- Written task:
Could you write out the records below again, with "Results" swapped for "Points" every time it appears and everything else left untouched?
# START OF Supplied data
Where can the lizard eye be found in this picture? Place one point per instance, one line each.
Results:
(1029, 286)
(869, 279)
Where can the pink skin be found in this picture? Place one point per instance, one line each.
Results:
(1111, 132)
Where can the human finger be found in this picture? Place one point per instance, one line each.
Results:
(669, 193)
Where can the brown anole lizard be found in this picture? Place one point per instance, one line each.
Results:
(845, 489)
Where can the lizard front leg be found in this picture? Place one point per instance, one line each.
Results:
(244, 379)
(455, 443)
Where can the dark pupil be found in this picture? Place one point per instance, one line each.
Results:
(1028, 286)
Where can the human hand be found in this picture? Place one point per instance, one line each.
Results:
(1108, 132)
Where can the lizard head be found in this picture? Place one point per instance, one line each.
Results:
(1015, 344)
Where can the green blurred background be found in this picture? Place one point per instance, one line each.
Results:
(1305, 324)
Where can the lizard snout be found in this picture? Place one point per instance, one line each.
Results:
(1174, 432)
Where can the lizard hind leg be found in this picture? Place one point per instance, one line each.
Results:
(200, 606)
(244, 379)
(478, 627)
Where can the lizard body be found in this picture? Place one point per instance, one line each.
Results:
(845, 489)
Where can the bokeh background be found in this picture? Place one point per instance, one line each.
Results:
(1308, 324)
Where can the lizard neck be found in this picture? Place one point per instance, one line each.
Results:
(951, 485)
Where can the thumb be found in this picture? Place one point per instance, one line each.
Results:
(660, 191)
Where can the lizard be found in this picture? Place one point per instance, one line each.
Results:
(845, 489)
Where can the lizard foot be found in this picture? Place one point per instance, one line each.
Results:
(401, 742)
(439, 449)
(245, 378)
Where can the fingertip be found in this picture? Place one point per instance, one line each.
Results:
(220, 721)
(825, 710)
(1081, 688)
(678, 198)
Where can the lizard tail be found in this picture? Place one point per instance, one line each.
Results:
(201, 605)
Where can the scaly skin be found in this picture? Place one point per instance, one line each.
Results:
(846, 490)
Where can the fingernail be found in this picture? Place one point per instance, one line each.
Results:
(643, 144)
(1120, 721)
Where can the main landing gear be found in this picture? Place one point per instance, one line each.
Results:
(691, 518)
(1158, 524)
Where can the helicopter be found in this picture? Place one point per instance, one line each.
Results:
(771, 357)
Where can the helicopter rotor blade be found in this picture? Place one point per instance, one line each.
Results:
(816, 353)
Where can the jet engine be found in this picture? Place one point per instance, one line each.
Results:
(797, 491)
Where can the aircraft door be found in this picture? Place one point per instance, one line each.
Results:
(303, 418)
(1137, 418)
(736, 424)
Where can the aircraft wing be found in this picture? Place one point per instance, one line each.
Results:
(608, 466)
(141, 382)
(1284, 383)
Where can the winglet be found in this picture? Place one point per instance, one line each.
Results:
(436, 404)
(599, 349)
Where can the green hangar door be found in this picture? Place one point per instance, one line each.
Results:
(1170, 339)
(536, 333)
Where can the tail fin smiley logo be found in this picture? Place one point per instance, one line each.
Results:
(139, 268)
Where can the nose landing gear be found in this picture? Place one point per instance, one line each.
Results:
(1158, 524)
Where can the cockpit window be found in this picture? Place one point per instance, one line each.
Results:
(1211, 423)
# END OF Supplied data
- Answer below:
Where can the lizard eye be found in this picture? Place one point per instance, one line each.
Points:
(1029, 286)
(869, 279)
Where can the pink skin be found in this picture? Place one point per instance, one line each.
Points:
(1111, 132)
Where can the human finger be found in this picture? Place one point per instance, one line each.
Points:
(669, 193)
Where can the brown anole lizard be found in this picture? Place one point per instance, one line each.
Points:
(845, 489)
Where can the lizard front leg be found in this picture? Place one point per instance, one line each.
Points:
(244, 379)
(455, 443)
Where can the dark pupil be found in this picture? Place one point per instance, one line each.
Points:
(1028, 286)
Where can the human hand be found in this picture? Place one point per instance, one line each.
Points:
(1108, 132)
Where can the lizard head be found in this picture? Place one point per instance, one line each.
Points:
(1015, 344)
Where can the green blurred background be found in this picture? Place one point per instance, one line each.
Points:
(1305, 324)
Where can the lizard snout be found in this picture? Place one point per instance, one line each.
Points:
(1174, 432)
Where can the lizard hind leg be found in this picture? Place one point per instance, one line each.
Points:
(200, 606)
(244, 379)
(478, 627)
Where can the lizard body be found in this picture? Place one point per instance, one line each.
Points:
(845, 489)
Where can the bokeh background be found in this picture? Place one point per instance, one line each.
Points:
(1308, 324)
Where can the lizard neck be found in this picture? Place one point per instance, one line each.
Points:
(951, 485)
Where can the thumb be found in this picture? Place one point per instance, one line each.
Points:
(660, 191)
Where can the lizard be found in this picture? Place one point per instance, one line each.
Points:
(845, 489)
Where can the lizard foot be found in this picture? Place one point per instance, one line each.
Points:
(401, 742)
(439, 449)
(245, 378)
Where can the fingertip be found in this picture? Place one point per instance, one line each.
Points:
(220, 721)
(825, 710)
(1081, 688)
(678, 198)
Where can the lizard tail be found in this picture? Place one point per instance, one line each.
Points:
(201, 605)
Where can the scaly skin be found in this picture? Place one point per instance, one line each.
Points:
(846, 490)
Where can the fingernail be found in this picture? Place one point per instance, one line each.
Points:
(643, 144)
(1120, 721)
Where can the main landing gear be found in this picture? Place one point per instance, one line each.
Points:
(691, 518)
(1158, 524)
Where can the helicopter be found in this picture? Place one point per instance, one line each.
Points:
(771, 357)
Where can the helicopter rotor blade be found in this picture? Place one point per instance, one line each.
Points:
(816, 353)
Where can the jet engine be found in this picture? Place one point per instance, one line each.
Points:
(797, 491)
Where can the aircraft door be found in this picture? Place one point per instance, one line each.
Points:
(303, 418)
(1137, 418)
(736, 424)
Where can the aircraft wing be found in this picture? Place one point per instance, one line each.
Points:
(608, 466)
(141, 382)
(1284, 383)
Where can the winglet be found in this picture? Place one point per instance, one line each.
Points:
(436, 404)
(599, 349)
Where can the green hangar door be found in this picture? Place one point per instance, one line each.
Points:
(1170, 339)
(536, 333)
Where can the tail fin smiley logo be found in this picture? Place one point per instance, one line each.
Points:
(139, 268)
Where can the nose landing gear be found in this picture? Place one point per instance, one line each.
Points:
(1158, 524)
Where can the cockpit window be found in this picture? Place one point per instance, one line each.
Points:
(1211, 423)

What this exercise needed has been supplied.